Could you output only the lines from the one containing "Each instance of the tree silhouette" through the last line of the data, both included?

[Natural language region descriptions]
- - -

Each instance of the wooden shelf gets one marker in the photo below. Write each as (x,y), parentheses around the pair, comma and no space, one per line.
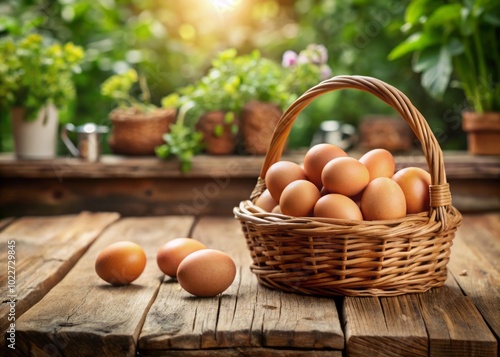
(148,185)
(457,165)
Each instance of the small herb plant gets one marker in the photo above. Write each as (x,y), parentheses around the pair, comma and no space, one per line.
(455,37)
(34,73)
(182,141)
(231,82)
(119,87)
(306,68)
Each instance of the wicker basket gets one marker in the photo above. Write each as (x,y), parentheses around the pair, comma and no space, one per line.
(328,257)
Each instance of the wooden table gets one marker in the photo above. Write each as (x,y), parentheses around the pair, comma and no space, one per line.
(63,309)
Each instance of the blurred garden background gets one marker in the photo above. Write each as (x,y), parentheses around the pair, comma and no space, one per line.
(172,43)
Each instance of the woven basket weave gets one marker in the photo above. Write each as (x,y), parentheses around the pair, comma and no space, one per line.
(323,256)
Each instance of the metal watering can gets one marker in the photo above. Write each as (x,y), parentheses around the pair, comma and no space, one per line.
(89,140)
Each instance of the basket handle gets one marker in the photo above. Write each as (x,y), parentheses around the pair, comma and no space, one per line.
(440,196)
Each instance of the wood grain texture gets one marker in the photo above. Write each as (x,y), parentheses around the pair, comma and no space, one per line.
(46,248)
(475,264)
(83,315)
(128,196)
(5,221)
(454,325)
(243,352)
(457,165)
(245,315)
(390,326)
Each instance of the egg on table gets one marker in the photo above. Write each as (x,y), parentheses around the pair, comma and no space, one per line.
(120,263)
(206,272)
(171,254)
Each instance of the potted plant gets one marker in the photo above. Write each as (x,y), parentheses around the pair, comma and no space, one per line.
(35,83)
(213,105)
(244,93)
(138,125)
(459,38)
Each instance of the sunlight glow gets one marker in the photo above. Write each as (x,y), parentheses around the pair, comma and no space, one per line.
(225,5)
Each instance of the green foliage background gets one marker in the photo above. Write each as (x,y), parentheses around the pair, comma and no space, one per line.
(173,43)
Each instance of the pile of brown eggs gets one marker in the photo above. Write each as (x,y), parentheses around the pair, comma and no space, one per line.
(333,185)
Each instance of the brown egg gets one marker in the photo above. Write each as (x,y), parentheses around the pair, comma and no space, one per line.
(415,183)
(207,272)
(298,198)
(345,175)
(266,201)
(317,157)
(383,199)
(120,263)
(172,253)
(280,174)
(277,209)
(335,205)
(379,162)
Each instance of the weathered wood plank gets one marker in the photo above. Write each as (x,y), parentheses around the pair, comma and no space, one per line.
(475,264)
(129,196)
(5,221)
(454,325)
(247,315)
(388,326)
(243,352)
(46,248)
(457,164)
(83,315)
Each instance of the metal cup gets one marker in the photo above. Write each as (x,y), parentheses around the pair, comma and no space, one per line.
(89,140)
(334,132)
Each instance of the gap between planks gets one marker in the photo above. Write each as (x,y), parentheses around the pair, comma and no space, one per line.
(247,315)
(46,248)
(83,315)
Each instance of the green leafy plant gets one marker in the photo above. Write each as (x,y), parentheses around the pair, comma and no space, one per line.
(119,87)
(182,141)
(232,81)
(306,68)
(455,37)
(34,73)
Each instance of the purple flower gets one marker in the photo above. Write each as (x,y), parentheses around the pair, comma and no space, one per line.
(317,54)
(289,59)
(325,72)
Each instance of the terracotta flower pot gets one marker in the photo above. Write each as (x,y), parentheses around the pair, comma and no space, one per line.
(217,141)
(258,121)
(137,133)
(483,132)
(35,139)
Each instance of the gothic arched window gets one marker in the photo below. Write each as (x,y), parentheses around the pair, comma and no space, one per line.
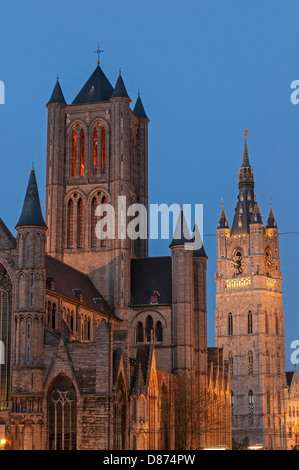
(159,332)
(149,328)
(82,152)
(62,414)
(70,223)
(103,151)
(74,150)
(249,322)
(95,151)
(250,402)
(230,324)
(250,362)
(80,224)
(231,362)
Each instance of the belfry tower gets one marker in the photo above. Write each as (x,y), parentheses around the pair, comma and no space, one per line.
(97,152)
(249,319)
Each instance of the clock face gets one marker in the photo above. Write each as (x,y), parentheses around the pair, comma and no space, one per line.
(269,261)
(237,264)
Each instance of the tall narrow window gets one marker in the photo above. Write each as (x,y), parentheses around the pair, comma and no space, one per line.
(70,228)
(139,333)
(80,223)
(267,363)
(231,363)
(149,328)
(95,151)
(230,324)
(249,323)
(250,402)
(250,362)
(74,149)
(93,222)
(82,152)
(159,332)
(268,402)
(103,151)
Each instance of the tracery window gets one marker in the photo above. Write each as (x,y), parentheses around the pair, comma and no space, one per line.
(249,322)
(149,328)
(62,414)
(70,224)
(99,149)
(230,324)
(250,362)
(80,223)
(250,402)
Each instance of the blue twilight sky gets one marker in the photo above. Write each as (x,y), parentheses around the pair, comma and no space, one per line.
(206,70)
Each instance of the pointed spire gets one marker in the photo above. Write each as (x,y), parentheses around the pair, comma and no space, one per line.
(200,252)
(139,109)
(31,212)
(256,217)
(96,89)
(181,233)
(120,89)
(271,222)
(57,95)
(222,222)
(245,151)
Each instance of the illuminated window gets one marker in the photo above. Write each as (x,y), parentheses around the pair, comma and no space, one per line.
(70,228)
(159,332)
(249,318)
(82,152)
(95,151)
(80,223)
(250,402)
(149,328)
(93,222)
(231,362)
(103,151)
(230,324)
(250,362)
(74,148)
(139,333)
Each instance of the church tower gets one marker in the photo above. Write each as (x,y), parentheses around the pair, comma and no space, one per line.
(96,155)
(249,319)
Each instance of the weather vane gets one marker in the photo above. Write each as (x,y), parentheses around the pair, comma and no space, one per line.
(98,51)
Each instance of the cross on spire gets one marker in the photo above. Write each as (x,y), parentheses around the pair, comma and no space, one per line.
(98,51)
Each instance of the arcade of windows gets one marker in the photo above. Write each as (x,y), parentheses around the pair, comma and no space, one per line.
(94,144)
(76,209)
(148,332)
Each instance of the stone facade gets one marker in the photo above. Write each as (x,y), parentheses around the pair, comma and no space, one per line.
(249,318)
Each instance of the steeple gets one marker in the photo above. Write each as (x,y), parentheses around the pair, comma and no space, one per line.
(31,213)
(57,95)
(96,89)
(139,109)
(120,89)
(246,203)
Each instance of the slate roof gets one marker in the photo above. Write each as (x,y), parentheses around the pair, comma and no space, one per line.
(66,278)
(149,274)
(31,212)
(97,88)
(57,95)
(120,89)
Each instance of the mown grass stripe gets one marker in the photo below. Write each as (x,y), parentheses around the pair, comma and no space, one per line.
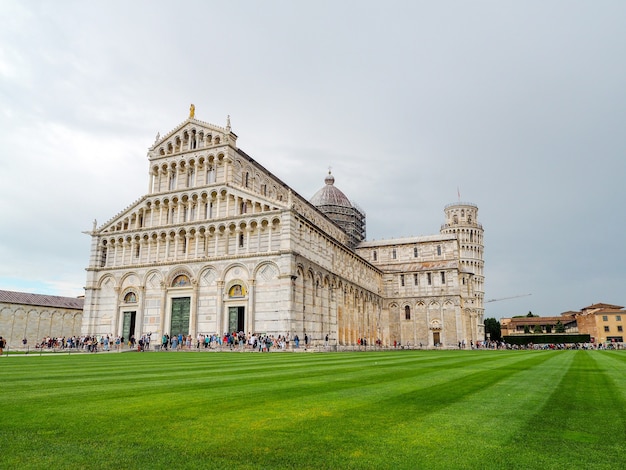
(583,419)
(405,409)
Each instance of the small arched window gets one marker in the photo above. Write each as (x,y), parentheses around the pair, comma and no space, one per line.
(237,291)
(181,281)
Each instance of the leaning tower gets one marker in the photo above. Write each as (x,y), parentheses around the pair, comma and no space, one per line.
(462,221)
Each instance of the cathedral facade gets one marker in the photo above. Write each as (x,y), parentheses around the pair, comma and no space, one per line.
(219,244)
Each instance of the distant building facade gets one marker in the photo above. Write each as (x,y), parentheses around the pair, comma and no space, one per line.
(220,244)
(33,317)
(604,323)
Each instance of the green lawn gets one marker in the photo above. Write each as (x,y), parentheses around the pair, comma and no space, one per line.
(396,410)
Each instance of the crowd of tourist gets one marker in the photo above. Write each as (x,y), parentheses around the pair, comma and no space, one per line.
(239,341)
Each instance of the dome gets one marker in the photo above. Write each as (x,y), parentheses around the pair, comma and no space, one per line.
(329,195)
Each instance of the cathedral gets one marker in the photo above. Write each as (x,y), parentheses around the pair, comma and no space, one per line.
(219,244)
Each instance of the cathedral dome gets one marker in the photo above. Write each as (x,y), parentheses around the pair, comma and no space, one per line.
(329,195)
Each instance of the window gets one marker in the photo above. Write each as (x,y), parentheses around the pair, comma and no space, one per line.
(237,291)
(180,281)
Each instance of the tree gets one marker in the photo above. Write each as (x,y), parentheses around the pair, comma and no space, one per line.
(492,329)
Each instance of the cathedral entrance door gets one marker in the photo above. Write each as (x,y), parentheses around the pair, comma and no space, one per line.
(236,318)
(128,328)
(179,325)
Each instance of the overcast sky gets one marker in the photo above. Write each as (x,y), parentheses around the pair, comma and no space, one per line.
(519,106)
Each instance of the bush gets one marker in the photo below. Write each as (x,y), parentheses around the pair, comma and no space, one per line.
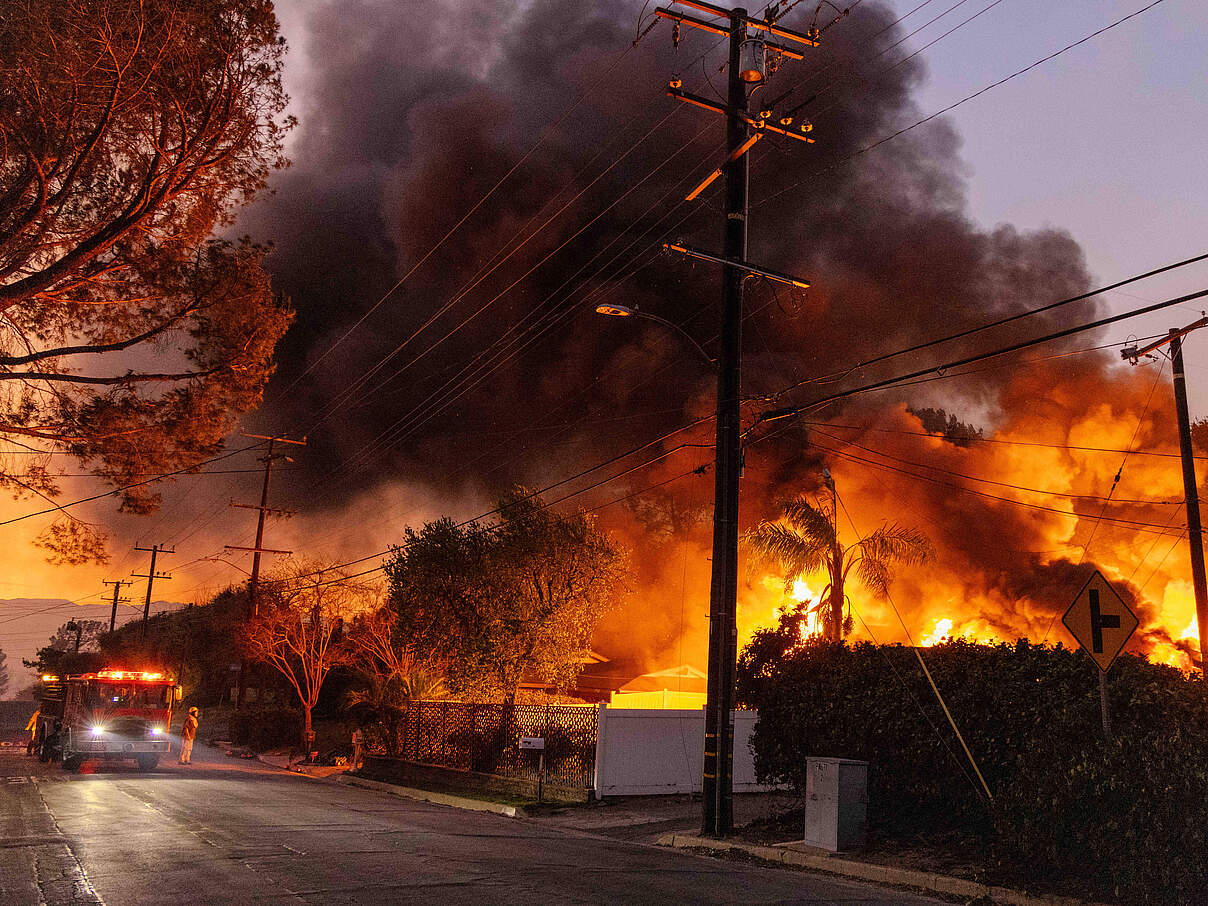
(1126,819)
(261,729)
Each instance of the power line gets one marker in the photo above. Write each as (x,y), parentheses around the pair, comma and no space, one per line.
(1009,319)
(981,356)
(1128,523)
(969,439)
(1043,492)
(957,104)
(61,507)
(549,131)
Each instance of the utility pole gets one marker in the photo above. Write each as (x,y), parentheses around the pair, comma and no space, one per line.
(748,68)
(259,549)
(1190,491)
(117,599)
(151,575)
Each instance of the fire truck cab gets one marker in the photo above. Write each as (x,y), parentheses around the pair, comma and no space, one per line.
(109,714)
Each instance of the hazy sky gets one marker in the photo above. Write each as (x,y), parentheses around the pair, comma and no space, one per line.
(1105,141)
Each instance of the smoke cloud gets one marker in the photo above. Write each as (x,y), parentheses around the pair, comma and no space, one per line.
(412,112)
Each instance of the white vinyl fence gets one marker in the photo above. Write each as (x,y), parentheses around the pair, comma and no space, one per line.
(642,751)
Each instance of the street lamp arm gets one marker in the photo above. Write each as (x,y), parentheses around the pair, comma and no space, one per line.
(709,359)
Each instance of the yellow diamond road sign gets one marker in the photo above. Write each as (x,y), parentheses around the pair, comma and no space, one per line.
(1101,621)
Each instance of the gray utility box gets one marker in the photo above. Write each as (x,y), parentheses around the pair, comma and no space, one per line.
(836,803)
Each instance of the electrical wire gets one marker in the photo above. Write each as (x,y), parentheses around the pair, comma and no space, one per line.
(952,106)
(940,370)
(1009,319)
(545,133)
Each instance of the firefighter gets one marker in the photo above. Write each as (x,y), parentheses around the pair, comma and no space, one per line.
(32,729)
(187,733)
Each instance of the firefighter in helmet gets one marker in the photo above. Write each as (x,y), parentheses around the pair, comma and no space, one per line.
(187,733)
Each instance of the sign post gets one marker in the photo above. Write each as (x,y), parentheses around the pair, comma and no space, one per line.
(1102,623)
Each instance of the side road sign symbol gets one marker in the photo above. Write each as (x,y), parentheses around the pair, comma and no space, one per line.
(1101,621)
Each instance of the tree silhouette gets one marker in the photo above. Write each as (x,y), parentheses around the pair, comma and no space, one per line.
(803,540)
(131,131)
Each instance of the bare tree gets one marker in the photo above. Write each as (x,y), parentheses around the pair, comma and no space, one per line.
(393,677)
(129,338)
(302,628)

- - -

◆ Response area ◆
Each instance of the tree silhouette gets one marker in the photo above. Write each as (x,y), parentheses around the pair, comma and no space, one per line.
(803,540)
(131,131)
Each instance of the bare tree gets one marker in the photo above. Write each as (x,y), parentheses around the pair, comma and no space, one per line.
(393,677)
(129,338)
(302,628)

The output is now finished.